─── Supplied information ───
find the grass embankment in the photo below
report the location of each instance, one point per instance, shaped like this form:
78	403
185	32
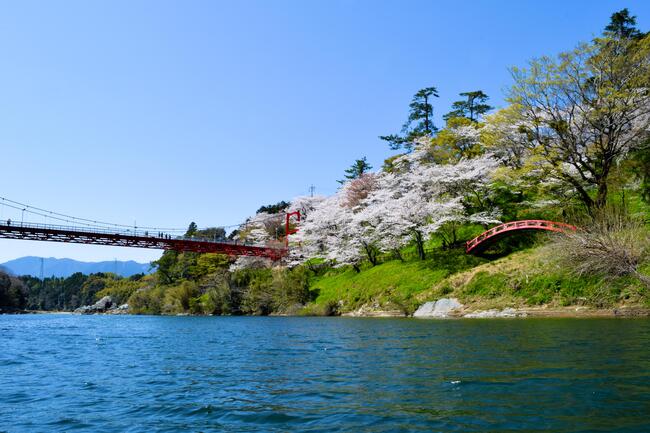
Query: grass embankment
522	279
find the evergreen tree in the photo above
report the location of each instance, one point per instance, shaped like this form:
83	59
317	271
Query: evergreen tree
355	171
419	123
471	108
623	25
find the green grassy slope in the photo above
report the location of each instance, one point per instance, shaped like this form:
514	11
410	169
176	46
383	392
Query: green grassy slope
523	278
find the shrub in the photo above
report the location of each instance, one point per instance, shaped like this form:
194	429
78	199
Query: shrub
610	243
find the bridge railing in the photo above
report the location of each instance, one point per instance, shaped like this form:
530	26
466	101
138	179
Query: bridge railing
514	225
155	235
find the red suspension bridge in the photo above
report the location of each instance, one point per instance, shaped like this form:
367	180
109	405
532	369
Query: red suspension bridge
84	231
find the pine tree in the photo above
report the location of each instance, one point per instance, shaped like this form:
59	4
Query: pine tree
471	108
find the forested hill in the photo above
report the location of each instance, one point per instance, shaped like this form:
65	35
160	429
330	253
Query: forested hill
53	267
572	145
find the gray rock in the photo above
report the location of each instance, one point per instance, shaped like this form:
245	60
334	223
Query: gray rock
485	314
100	306
441	308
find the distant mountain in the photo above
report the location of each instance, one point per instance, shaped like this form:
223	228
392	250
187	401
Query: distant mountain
66	267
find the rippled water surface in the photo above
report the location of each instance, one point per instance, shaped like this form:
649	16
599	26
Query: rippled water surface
128	373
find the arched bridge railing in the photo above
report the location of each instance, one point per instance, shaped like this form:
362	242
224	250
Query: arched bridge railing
484	239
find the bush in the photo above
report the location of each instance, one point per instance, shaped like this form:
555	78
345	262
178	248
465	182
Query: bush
611	243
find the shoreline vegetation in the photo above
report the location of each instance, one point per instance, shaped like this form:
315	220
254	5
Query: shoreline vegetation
572	145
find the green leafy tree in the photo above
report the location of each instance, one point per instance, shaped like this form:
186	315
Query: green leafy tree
472	107
192	229
586	111
419	122
357	169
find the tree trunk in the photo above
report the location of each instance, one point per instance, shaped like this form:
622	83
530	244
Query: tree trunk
371	253
419	242
601	196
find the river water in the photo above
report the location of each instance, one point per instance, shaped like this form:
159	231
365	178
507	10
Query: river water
130	373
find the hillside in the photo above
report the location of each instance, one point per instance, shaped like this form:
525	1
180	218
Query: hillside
53	267
528	278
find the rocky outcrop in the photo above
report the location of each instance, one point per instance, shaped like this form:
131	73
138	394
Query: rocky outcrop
444	307
506	312
375	310
105	305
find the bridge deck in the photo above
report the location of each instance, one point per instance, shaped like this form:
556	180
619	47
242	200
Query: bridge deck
483	240
135	239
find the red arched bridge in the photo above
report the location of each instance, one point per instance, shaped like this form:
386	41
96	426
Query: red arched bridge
487	238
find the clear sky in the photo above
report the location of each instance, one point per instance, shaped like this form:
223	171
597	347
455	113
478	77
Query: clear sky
169	112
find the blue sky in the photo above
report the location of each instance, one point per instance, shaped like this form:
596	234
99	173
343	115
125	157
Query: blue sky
169	112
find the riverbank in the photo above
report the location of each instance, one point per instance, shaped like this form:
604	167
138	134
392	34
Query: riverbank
525	283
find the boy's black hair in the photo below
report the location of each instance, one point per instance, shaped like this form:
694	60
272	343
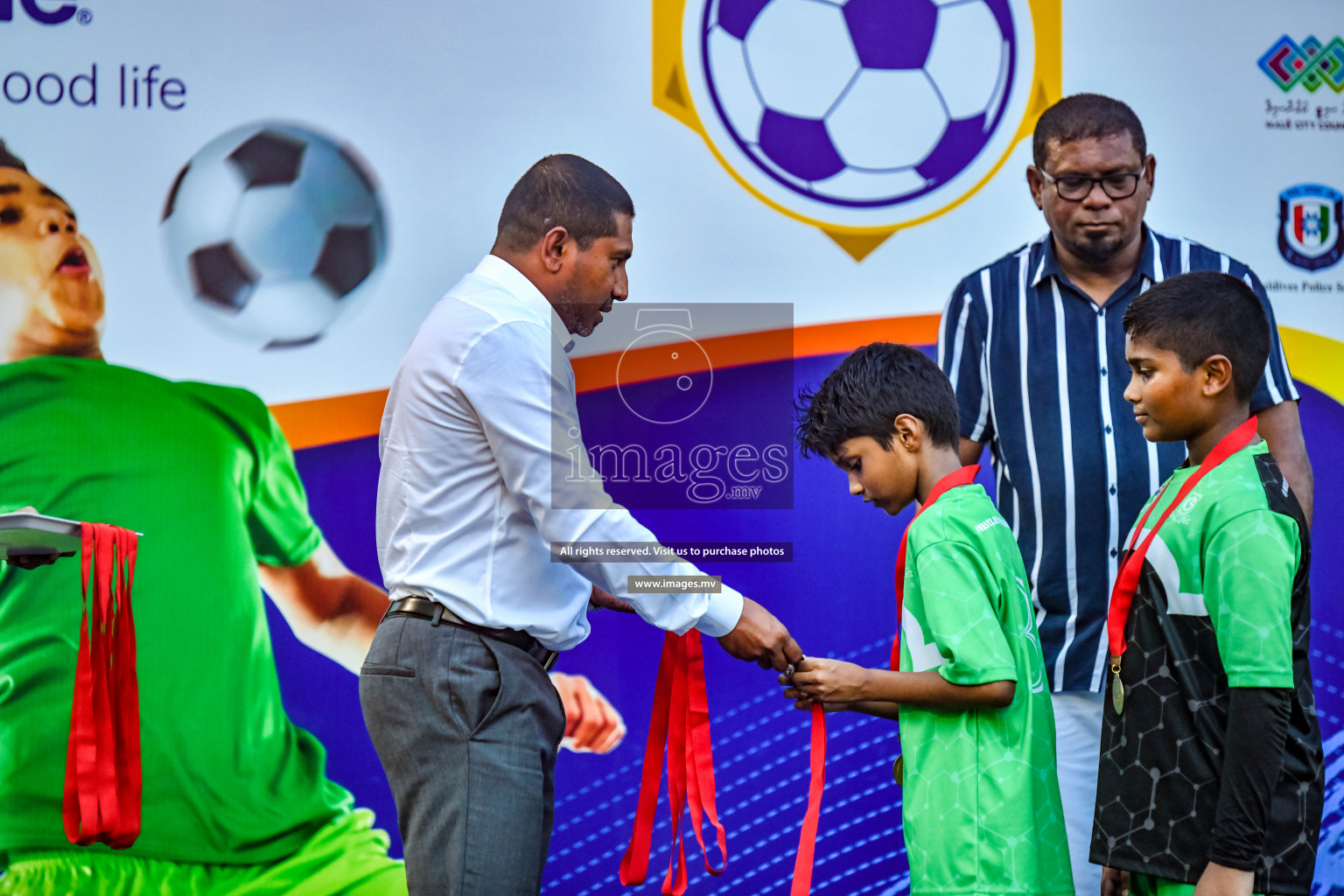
───
**Directions**
Show each line of the listing above that contains the word "clear". Matching is case-sensitive.

**The result**
find the clear sky in the photo above
Query: clear sky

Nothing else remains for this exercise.